## Objective
Pick out every line in the data below that contains the string "patch", and copy each one. Case matters.

[start Supplied material]

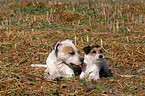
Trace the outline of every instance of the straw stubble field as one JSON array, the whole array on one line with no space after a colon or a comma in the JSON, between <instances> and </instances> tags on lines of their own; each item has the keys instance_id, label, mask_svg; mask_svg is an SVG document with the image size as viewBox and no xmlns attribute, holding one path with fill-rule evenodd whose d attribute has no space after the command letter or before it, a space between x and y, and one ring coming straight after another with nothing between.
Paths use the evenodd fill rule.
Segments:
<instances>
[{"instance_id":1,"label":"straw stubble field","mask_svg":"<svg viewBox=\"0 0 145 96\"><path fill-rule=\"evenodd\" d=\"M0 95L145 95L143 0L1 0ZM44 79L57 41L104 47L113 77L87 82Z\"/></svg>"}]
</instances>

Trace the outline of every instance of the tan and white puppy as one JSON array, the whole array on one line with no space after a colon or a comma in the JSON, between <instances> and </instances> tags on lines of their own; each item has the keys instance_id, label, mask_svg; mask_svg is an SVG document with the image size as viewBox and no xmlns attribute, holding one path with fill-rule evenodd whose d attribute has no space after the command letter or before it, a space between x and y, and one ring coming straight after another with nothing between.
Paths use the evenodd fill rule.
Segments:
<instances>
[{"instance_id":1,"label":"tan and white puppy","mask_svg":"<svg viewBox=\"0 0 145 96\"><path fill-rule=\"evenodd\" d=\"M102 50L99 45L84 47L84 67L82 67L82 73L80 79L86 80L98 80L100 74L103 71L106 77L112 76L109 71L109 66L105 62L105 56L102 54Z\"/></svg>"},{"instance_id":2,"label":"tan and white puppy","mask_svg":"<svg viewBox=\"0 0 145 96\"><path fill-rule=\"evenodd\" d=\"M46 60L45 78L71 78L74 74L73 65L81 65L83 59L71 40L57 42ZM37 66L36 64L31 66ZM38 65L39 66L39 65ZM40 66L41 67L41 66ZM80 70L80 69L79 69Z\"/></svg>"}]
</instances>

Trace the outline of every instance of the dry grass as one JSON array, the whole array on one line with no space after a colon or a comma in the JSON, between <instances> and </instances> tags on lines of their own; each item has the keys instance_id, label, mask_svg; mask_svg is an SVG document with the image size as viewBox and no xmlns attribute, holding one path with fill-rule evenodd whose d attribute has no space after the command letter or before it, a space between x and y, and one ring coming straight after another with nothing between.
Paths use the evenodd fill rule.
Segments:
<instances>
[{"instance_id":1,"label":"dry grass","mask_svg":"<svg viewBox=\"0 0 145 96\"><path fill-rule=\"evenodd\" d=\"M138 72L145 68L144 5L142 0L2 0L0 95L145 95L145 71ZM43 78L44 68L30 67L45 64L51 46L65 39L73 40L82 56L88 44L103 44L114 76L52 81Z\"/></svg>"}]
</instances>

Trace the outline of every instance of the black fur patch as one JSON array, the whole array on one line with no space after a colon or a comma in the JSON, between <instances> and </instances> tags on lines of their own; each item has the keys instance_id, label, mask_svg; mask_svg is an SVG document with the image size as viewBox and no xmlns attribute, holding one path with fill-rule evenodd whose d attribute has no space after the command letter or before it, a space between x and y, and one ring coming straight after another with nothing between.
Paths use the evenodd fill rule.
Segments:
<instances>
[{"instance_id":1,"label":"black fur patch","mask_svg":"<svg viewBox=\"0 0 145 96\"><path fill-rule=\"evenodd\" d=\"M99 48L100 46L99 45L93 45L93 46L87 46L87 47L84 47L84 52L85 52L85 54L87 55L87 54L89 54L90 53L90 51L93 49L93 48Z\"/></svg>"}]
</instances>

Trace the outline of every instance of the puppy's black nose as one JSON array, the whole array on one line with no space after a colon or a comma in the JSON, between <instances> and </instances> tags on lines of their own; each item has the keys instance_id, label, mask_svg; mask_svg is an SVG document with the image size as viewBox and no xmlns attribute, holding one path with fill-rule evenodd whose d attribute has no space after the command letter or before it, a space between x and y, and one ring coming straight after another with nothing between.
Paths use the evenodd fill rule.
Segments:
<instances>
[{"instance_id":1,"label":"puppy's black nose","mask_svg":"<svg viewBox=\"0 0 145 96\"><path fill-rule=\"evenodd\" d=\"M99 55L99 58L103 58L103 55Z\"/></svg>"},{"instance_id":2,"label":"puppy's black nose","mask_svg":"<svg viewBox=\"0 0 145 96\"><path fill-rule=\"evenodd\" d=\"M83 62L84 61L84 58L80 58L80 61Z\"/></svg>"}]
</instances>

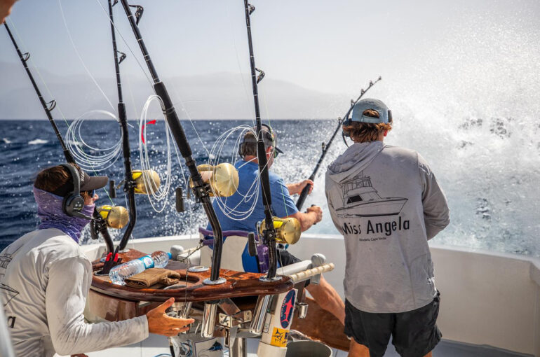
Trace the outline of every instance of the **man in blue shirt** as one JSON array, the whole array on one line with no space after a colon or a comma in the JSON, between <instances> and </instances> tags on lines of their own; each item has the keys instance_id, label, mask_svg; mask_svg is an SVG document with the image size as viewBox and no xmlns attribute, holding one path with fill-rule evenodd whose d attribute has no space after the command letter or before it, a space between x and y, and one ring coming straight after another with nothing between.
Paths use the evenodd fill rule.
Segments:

[end Supplied material]
[start Supplied material]

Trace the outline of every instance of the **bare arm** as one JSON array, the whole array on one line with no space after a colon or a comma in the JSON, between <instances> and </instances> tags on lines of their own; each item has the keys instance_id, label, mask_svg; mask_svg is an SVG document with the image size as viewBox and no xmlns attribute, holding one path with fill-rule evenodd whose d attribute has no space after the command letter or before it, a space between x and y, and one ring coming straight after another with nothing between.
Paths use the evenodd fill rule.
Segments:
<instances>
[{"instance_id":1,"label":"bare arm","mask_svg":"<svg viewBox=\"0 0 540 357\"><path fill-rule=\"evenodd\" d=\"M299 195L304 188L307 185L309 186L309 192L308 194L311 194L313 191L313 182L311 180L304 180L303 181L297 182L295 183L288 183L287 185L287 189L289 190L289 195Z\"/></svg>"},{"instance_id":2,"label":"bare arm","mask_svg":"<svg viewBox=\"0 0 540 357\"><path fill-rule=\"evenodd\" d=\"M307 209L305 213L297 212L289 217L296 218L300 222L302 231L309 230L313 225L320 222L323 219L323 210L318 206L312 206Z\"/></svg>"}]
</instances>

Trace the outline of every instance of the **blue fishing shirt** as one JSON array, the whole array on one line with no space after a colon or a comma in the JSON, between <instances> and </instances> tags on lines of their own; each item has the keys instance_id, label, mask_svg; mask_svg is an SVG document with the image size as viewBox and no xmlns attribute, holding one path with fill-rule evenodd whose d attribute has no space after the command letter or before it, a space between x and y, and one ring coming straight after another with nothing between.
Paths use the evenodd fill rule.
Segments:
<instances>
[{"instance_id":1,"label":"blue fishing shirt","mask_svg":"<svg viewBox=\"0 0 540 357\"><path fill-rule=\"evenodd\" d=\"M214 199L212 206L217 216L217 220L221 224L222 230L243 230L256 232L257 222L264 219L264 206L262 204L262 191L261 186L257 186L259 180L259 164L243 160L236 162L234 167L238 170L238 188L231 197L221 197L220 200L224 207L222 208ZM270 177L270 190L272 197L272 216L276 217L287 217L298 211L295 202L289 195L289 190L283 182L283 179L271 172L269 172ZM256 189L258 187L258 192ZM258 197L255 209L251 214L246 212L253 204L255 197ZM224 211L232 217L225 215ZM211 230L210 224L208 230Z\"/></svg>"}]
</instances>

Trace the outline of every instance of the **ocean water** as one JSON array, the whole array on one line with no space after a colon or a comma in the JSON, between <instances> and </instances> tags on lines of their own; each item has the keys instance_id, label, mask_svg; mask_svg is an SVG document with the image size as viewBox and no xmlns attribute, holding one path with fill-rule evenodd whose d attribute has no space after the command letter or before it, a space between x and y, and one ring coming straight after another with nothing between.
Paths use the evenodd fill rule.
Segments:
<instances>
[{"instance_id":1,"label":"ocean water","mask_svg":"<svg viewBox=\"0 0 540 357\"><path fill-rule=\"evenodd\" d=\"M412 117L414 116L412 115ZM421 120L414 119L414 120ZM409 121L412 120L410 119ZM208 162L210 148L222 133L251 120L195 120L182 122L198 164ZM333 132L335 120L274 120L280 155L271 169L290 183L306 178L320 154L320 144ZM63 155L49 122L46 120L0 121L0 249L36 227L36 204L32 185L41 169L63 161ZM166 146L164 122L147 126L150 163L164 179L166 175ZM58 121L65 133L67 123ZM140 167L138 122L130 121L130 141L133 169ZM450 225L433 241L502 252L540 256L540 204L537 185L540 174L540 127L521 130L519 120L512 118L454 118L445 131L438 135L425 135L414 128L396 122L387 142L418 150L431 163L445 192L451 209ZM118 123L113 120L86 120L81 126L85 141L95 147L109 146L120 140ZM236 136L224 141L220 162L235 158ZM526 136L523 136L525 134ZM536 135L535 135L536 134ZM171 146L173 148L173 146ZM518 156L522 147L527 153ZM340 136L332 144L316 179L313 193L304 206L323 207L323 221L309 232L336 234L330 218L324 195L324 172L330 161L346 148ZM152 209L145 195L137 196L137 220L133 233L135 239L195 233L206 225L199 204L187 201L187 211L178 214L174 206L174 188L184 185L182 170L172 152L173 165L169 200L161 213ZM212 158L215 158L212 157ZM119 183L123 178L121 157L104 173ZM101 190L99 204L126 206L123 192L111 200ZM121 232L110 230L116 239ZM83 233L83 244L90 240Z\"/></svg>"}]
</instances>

[end Supplied material]
[start Supplied material]

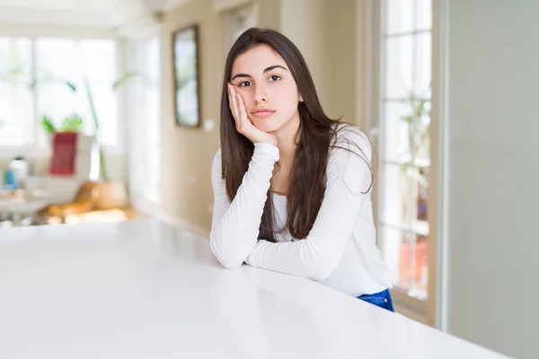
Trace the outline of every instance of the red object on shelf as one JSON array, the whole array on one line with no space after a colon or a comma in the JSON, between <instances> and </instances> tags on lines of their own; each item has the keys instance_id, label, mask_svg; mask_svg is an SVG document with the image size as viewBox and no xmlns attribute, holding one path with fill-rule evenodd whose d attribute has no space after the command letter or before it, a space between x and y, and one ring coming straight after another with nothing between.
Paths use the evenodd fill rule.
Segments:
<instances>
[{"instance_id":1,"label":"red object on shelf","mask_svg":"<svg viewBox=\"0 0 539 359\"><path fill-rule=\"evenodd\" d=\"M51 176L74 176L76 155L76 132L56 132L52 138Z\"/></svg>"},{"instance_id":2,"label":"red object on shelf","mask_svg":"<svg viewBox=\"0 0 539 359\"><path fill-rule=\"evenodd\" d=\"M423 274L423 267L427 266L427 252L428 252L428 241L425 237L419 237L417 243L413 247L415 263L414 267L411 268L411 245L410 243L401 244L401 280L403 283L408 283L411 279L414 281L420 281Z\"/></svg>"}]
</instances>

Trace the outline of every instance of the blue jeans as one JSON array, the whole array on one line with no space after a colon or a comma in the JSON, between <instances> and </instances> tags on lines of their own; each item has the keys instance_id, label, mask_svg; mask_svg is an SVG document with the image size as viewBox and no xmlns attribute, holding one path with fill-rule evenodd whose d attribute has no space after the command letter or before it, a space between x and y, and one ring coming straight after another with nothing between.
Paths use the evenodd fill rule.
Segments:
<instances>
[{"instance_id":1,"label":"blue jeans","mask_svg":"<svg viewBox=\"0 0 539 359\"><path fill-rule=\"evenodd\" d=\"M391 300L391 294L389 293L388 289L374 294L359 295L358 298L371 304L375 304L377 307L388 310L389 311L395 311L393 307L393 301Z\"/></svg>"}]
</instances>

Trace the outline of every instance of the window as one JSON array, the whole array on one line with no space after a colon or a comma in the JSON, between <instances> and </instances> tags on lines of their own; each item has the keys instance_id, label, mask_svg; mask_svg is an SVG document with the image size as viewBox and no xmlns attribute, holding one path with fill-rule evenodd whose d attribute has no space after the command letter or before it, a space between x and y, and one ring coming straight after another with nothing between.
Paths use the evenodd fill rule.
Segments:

[end Supplied material]

## Finished answer
Trace the outline of every instance of the black fur patch as one JSON array, the whole array on one line with no space after a colon or a comma in the JSON, between <instances> and </instances> tags on lines of their own; each item has the keys instance_id, label, mask_svg; mask_svg is an SVG document with the image size as viewBox and no xmlns attribute, holding one path with fill-rule evenodd whose d attribute has no space after the command letter or before it, a space between x and y, and one ring coming straight after another with nothing between.
[{"instance_id":1,"label":"black fur patch","mask_svg":"<svg viewBox=\"0 0 145 96\"><path fill-rule=\"evenodd\" d=\"M99 48L100 46L99 45L93 45L93 46L87 46L87 47L84 47L84 52L85 52L85 54L87 55L87 54L89 54L90 53L90 51L93 49L93 48Z\"/></svg>"}]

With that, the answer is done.